**INSTRUCTION:**
Recast every line of the items below as a JSON list of strings, one string per line. Omit blank lines and leave the pictures out.

**RECORD EXTRACTS:**
···

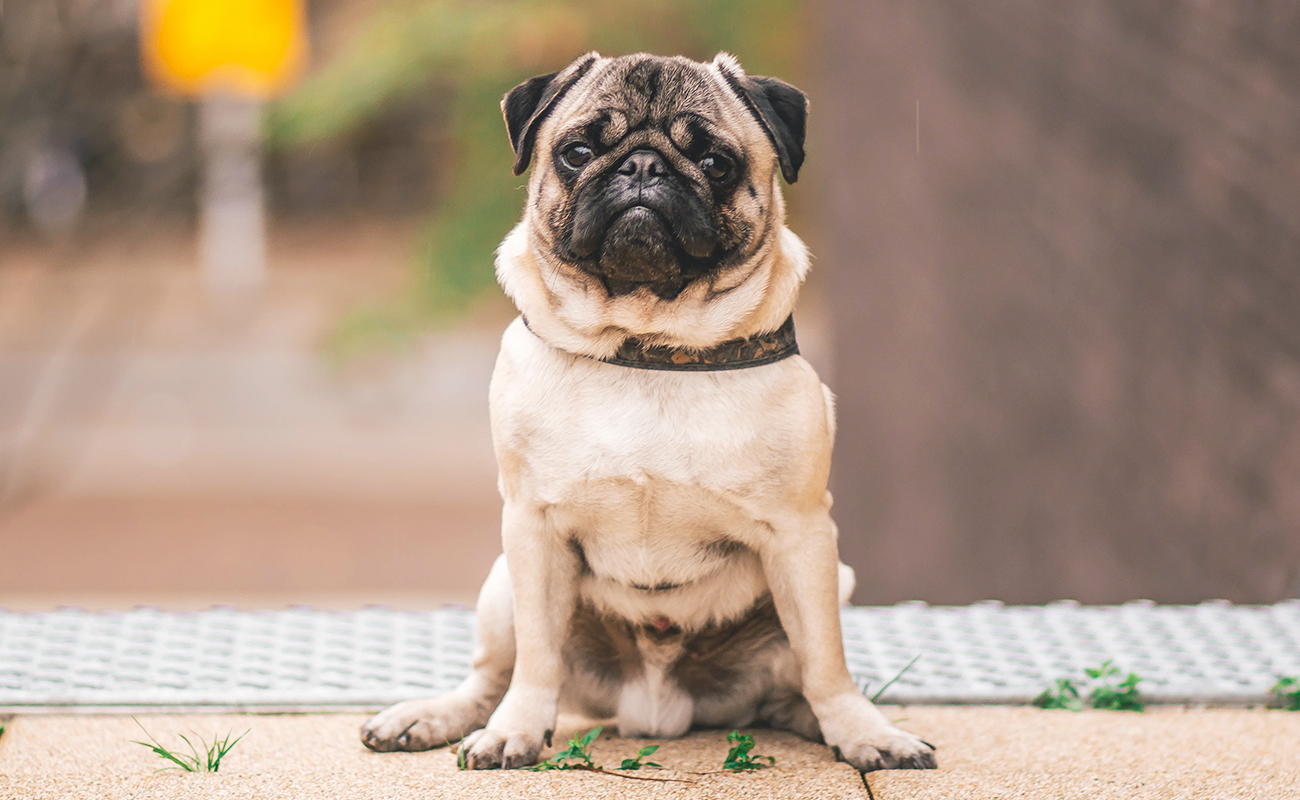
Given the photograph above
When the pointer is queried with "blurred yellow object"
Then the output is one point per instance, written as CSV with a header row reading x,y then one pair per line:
x,y
242,47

···

**EXERCISE OUTPUT:**
[
  "Given the photograph above",
  "When the pointer is queried with \"blurred yellow object\"",
  "Then the output is one point per instance, written as CSV with a header row reading x,y then one pair per line:",
  "x,y",
  "242,47"
]